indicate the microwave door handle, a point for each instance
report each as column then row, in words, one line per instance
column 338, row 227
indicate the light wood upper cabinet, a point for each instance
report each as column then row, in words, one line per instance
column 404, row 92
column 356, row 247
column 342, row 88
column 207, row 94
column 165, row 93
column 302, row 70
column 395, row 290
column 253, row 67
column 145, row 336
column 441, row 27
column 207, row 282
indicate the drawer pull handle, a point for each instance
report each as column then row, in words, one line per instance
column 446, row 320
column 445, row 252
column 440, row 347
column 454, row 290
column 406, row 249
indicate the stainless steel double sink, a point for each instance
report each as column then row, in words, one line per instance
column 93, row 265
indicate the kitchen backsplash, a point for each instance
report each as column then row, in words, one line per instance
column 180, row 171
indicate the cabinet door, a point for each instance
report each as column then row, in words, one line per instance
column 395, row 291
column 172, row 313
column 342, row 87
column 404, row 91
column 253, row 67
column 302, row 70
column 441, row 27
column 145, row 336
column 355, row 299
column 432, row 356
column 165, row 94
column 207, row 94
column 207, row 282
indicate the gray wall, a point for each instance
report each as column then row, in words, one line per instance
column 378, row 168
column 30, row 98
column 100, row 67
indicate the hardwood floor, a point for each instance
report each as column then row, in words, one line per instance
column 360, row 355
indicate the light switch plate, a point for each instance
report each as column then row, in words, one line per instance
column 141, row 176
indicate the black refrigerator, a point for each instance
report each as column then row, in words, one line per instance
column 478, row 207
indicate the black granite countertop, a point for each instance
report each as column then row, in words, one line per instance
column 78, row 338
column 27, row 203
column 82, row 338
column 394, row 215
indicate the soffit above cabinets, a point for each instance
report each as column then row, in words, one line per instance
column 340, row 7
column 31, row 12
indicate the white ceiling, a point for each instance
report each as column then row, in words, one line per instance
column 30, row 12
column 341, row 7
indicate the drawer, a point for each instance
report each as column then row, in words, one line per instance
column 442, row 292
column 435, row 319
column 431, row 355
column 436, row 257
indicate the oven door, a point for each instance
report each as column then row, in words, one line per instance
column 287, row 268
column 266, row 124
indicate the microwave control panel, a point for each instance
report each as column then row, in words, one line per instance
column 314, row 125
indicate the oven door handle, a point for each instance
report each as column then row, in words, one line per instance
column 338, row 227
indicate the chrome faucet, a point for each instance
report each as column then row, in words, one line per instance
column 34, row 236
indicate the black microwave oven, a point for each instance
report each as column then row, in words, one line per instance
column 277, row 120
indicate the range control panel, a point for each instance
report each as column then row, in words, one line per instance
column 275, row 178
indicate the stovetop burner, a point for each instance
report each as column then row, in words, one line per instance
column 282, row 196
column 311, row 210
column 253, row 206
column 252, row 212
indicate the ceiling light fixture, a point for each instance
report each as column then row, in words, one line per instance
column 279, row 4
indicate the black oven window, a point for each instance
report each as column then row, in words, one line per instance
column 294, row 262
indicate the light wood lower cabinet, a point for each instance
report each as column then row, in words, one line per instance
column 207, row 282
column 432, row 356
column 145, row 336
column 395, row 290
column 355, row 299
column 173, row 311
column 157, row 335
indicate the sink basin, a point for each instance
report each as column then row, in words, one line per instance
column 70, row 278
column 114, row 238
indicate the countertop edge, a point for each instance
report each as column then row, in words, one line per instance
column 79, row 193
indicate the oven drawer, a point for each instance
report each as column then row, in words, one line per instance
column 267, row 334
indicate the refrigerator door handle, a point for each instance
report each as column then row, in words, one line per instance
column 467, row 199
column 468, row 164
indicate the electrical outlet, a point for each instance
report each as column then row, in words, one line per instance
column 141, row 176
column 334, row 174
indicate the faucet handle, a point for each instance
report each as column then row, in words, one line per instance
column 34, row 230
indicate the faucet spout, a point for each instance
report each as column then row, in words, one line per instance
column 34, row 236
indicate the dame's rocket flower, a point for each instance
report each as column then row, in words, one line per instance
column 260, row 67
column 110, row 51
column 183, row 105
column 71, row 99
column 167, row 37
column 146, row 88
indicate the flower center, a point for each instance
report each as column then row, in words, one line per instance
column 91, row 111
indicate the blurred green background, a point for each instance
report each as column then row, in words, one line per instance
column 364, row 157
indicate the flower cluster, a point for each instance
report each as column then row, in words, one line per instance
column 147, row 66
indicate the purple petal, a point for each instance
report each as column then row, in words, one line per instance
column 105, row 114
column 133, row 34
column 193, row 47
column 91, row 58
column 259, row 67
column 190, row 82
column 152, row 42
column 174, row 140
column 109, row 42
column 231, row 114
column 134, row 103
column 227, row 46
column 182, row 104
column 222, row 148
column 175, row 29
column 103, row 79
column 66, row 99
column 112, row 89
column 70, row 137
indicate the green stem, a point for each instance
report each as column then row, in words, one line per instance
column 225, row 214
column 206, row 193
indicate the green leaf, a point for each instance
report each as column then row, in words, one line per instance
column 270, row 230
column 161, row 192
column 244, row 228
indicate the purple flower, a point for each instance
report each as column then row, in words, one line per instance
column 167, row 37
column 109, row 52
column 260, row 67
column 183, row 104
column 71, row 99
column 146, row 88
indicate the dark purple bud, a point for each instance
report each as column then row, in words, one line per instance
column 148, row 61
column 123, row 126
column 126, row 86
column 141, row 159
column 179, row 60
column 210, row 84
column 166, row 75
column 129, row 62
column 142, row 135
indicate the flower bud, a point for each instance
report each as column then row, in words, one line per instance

Aim: Copy out, character for character, the part of the listing that opens with the line containing "indicate the oven door, a" and closes with the line containing "column 114, row 238", including both of those lines.

Task response:
indicate the oven door, a point for each instance
report each as column then row, in words, one line per instance
column 287, row 268
column 266, row 124
indicate the microwave control panel, a point for each instance
report each as column then row, in words, one line per instance
column 314, row 125
indicate the oven door handle, a point for each instance
report each as column then row, in words, one line per instance
column 338, row 227
indicate the chrome faucet, a point for each instance
report each as column then row, in words, one line per instance
column 34, row 236
indicate the black microwave oven, a point for each instance
report each as column then row, in words, one line per instance
column 277, row 120
indicate the range control panel, a point for each instance
report each as column then row, in words, one line per instance
column 275, row 178
indicate the stovetop burner, a point for each instance
report each as column then row, in words, one line per instance
column 282, row 196
column 311, row 210
column 253, row 206
column 252, row 212
indicate the ceiling light fixture, a point for each instance
report each as column then row, in words, one line per instance
column 279, row 4
indicate the black oven window, a point for each instance
report each as column then row, in words, one line per instance
column 294, row 262
indicate the light wood lower cabinet, a point for each instance
report each as column then row, in words, one line per instance
column 207, row 282
column 432, row 356
column 145, row 336
column 395, row 290
column 355, row 299
column 173, row 311
column 157, row 335
indicate the sink basin, a point for each instance
report each as column then row, in words, one line per instance
column 70, row 278
column 114, row 238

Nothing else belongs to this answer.